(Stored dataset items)

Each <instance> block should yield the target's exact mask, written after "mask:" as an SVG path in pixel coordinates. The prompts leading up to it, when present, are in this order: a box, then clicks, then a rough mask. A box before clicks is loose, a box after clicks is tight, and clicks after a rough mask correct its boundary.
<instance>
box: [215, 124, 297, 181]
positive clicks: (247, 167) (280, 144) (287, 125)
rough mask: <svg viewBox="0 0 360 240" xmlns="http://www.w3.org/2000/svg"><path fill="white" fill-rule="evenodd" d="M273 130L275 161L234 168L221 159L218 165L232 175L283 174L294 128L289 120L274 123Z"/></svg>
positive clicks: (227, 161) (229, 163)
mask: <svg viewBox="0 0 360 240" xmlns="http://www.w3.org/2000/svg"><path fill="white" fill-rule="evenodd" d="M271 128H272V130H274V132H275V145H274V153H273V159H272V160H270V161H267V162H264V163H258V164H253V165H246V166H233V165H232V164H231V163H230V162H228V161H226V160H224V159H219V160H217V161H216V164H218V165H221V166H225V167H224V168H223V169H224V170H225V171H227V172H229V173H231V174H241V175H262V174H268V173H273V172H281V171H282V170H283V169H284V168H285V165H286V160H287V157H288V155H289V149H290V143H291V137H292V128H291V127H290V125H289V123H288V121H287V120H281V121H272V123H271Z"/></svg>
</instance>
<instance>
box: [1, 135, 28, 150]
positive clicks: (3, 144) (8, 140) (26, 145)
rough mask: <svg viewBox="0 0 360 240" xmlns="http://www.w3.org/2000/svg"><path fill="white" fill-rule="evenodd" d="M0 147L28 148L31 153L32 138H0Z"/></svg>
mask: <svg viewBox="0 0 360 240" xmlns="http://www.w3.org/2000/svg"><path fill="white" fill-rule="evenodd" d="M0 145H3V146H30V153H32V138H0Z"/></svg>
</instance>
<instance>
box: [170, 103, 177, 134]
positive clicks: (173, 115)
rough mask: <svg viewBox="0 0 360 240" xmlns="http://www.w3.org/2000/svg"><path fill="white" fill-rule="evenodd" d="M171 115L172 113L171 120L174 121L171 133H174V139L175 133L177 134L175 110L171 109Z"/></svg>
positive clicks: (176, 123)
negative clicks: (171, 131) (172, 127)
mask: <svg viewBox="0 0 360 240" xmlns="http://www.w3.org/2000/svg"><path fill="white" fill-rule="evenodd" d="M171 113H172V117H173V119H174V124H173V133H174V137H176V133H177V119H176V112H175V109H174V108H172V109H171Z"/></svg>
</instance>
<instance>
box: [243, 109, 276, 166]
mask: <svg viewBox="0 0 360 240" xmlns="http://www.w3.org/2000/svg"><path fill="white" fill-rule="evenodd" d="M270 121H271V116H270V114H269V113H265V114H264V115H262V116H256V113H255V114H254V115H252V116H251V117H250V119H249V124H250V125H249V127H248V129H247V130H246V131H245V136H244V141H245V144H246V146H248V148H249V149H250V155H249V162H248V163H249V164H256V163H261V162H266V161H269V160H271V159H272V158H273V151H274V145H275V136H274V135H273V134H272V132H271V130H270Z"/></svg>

* * *

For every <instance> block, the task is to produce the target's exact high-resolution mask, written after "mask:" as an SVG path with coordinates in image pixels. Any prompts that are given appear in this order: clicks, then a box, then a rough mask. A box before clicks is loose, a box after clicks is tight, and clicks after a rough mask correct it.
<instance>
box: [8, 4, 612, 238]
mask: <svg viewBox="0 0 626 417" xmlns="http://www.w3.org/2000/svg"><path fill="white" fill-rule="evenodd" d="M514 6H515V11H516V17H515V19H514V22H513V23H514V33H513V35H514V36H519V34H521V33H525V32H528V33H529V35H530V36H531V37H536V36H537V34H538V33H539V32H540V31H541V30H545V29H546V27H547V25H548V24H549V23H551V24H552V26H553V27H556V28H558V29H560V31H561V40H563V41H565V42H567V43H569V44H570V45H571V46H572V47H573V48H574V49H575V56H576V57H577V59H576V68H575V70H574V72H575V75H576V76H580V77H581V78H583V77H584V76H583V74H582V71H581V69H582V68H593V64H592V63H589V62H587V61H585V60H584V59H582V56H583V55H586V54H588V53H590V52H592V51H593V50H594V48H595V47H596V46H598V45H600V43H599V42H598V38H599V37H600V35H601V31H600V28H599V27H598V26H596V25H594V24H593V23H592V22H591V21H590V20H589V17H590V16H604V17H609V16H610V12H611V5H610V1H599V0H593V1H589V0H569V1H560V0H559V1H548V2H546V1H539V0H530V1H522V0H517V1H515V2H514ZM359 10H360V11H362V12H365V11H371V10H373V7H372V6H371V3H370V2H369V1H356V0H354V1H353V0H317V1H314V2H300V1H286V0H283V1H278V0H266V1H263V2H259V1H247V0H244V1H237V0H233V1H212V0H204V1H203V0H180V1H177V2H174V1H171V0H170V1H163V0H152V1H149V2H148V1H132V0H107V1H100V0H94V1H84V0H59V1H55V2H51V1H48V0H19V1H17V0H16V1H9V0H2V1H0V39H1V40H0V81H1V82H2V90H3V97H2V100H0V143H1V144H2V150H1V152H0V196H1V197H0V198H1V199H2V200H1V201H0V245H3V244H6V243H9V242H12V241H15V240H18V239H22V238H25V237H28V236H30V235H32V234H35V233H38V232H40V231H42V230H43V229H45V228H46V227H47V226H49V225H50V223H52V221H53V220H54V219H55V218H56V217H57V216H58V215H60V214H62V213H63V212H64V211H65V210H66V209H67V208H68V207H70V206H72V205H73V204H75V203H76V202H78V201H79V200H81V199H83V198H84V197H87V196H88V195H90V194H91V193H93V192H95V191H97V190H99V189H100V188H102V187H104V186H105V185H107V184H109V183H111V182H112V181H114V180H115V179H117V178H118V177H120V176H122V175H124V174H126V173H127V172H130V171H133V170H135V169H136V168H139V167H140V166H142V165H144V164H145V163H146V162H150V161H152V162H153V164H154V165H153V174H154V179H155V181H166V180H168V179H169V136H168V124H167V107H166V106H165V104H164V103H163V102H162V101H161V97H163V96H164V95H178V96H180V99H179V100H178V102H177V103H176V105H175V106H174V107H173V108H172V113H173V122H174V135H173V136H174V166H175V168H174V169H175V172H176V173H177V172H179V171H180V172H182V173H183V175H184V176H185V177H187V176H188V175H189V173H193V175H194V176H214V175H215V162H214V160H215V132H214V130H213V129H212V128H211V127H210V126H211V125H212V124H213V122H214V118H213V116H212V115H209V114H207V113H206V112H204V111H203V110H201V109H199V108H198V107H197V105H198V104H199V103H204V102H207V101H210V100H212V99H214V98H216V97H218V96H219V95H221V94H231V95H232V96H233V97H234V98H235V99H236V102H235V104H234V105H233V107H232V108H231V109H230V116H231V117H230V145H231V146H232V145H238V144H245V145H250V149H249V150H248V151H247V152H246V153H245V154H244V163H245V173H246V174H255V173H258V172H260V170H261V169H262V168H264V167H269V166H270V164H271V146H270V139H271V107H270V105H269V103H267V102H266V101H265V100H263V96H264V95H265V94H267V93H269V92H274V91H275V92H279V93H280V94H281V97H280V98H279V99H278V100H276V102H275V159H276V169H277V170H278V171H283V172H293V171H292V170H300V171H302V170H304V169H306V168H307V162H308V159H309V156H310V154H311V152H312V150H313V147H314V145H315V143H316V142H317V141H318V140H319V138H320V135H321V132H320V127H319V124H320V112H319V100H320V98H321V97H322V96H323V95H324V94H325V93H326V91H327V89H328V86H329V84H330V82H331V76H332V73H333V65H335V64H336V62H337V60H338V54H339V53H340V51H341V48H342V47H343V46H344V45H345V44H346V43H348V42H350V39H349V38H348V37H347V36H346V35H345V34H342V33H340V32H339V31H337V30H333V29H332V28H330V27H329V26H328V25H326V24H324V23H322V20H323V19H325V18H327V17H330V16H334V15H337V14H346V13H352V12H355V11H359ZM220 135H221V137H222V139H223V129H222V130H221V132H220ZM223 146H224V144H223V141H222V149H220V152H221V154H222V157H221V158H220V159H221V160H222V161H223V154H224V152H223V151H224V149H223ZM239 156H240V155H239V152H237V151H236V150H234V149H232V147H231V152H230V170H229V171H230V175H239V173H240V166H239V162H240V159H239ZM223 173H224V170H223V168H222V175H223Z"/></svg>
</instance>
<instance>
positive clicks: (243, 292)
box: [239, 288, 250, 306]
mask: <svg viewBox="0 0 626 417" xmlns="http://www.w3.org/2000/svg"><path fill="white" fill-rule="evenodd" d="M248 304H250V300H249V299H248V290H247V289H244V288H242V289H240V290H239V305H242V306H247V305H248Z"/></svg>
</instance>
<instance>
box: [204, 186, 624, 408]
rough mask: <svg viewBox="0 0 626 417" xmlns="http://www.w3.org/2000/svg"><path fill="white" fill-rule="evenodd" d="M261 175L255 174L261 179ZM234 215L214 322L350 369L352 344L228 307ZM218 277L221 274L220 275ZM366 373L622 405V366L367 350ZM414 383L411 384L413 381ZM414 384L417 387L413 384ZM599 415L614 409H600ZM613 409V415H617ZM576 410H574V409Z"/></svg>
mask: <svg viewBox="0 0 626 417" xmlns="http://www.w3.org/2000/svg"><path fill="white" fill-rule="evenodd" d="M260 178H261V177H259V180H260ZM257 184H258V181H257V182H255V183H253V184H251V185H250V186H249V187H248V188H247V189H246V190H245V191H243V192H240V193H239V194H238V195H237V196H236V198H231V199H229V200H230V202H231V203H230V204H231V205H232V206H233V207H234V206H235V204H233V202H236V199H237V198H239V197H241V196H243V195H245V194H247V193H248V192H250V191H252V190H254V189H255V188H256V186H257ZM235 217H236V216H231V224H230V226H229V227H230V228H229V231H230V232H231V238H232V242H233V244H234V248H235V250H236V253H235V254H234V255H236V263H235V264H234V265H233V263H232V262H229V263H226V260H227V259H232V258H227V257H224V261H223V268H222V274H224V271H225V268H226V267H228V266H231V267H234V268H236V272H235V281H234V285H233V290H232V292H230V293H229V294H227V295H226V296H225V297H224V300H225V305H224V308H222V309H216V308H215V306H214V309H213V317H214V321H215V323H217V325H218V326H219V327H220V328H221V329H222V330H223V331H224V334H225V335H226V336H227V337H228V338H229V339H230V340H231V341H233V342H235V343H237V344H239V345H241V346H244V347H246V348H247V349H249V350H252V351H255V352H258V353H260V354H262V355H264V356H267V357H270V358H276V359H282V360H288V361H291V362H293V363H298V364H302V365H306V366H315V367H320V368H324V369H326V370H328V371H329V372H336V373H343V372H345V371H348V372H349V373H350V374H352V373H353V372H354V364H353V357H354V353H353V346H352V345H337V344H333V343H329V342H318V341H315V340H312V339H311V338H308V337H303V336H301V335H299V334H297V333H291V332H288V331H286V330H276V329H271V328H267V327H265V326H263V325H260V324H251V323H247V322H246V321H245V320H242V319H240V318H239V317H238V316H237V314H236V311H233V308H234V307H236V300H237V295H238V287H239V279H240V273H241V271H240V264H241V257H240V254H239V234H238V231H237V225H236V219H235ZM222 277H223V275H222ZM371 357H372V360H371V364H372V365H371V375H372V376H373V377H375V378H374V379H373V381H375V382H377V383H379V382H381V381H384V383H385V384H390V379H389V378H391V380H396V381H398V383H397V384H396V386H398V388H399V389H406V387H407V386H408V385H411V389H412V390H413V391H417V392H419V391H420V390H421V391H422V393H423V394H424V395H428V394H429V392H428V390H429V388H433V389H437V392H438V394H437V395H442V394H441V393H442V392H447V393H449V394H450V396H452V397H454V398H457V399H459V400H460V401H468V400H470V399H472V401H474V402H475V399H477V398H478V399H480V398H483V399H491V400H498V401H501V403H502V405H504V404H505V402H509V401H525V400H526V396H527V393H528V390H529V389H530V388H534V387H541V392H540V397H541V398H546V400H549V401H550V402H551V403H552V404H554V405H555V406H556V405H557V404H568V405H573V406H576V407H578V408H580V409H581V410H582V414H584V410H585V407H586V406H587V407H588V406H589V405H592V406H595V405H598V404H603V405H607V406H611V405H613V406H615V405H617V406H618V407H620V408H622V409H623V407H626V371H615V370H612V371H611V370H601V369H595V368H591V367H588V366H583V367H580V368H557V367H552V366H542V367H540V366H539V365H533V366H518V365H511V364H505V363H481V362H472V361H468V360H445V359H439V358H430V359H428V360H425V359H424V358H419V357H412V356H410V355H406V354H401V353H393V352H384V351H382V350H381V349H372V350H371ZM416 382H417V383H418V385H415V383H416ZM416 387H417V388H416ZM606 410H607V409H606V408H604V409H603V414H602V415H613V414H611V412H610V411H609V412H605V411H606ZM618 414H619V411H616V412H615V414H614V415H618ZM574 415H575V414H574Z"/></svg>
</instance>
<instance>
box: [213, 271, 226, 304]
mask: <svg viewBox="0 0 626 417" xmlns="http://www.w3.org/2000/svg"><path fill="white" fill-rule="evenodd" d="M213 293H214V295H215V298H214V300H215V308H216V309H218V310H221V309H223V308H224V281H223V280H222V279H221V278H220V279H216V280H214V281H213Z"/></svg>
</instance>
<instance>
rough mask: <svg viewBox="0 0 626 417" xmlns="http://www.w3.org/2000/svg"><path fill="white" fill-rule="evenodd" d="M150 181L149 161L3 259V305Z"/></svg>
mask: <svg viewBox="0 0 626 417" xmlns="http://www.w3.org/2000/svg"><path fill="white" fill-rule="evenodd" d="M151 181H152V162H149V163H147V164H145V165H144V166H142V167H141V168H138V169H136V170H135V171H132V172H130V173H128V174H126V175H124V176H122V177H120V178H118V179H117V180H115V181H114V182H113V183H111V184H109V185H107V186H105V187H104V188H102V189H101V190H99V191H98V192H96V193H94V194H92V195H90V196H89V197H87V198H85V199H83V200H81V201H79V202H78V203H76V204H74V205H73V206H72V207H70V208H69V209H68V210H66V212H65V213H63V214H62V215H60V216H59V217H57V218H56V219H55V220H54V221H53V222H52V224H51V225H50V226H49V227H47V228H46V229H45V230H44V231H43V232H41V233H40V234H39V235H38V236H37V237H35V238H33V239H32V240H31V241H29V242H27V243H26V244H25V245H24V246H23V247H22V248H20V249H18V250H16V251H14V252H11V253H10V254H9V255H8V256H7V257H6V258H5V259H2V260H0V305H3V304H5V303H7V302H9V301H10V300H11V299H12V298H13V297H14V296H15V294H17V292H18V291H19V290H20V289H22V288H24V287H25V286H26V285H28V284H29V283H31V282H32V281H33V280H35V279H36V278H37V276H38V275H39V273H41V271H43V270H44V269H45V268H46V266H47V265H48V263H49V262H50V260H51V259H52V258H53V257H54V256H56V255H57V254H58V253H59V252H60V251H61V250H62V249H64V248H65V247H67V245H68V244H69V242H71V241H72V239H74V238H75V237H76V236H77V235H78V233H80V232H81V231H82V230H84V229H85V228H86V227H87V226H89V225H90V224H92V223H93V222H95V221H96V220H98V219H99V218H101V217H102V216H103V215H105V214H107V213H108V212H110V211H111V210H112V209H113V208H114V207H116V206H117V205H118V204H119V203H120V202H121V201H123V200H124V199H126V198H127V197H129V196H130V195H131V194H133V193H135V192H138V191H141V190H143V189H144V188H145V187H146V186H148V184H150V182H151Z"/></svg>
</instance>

==

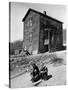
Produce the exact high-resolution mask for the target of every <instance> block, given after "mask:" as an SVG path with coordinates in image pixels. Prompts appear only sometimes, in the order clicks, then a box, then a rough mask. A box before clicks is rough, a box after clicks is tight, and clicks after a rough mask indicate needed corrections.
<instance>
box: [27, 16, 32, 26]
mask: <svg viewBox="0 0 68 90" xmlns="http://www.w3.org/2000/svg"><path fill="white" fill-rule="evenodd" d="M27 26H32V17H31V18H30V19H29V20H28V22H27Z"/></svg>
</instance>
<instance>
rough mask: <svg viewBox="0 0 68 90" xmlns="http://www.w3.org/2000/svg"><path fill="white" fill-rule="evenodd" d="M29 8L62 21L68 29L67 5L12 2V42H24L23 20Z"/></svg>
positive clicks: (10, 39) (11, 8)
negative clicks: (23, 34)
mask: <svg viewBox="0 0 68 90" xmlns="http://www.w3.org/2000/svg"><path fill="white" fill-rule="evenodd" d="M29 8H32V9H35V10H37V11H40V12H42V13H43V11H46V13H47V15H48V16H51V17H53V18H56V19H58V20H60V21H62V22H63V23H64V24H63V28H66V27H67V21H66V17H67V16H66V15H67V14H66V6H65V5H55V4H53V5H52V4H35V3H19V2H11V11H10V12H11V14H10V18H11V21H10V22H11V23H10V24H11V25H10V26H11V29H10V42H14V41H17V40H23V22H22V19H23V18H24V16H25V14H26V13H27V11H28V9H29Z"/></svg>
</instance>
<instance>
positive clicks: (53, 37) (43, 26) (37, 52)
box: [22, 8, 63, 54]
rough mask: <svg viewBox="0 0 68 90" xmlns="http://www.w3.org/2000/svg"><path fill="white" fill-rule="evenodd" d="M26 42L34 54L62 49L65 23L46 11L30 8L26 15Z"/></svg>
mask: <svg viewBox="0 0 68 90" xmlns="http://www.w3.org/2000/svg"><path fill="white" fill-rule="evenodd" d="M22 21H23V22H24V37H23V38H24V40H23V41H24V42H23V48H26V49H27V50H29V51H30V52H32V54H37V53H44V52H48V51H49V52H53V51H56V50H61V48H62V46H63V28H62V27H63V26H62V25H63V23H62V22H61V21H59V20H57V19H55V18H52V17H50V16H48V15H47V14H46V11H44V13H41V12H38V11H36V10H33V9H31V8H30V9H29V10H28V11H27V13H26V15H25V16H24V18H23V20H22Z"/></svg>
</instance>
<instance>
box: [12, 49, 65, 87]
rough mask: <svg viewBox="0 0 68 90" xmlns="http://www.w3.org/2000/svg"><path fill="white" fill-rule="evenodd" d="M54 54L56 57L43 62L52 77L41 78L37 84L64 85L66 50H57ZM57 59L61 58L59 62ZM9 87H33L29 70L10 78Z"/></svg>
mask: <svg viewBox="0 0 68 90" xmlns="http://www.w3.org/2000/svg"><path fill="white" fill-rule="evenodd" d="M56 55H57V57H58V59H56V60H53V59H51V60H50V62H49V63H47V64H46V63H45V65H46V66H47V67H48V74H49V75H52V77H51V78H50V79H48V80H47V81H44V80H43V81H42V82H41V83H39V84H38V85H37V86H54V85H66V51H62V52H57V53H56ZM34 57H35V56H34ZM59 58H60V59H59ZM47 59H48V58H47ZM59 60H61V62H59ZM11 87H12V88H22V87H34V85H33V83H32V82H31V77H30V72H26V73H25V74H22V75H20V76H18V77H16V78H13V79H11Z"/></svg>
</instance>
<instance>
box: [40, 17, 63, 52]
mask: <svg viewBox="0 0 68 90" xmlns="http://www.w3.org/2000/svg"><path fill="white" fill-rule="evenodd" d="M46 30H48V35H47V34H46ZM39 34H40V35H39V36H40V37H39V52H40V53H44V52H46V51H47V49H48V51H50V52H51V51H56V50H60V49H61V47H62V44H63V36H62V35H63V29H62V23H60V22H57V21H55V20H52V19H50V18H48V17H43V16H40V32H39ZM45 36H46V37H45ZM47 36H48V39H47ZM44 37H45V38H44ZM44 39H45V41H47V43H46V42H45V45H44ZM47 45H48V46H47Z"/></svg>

◆ Exercise ◆
Filter the entries down to the lines with the word "then" in them, and copy those lines.

◆ Answer section ◆
Each <instance> block should yield the target's exact mask, written after "mask:" as an SVG path in pixel coordinates. The prompts leading up to it, when present, are in this order: a box, then clicks, then a rough mask. A box before clicks is loose, a box after clicks is tight, and clicks after a rough mask correct its boundary.
For every <instance> block, the task is to produce the target's exact high-resolution mask, written after "mask:" as an SVG path with coordinates in image pixels. Any prompts that are given appear in this order: clicks, then a box, then a rough mask. A box before clicks is loose, a box after clicks is tight, and clicks after a rough mask correct it.
Produce the exact high-resolution mask for the target of every <instance> block, given after "mask:" as an SVG path with coordinates in image pixels. Prompts appear only sometimes, in the order clicks, then a box, then a rough mask. A box before clicks is rough, a box after clicks is tight, and clicks after a rough mask indicate needed corrections.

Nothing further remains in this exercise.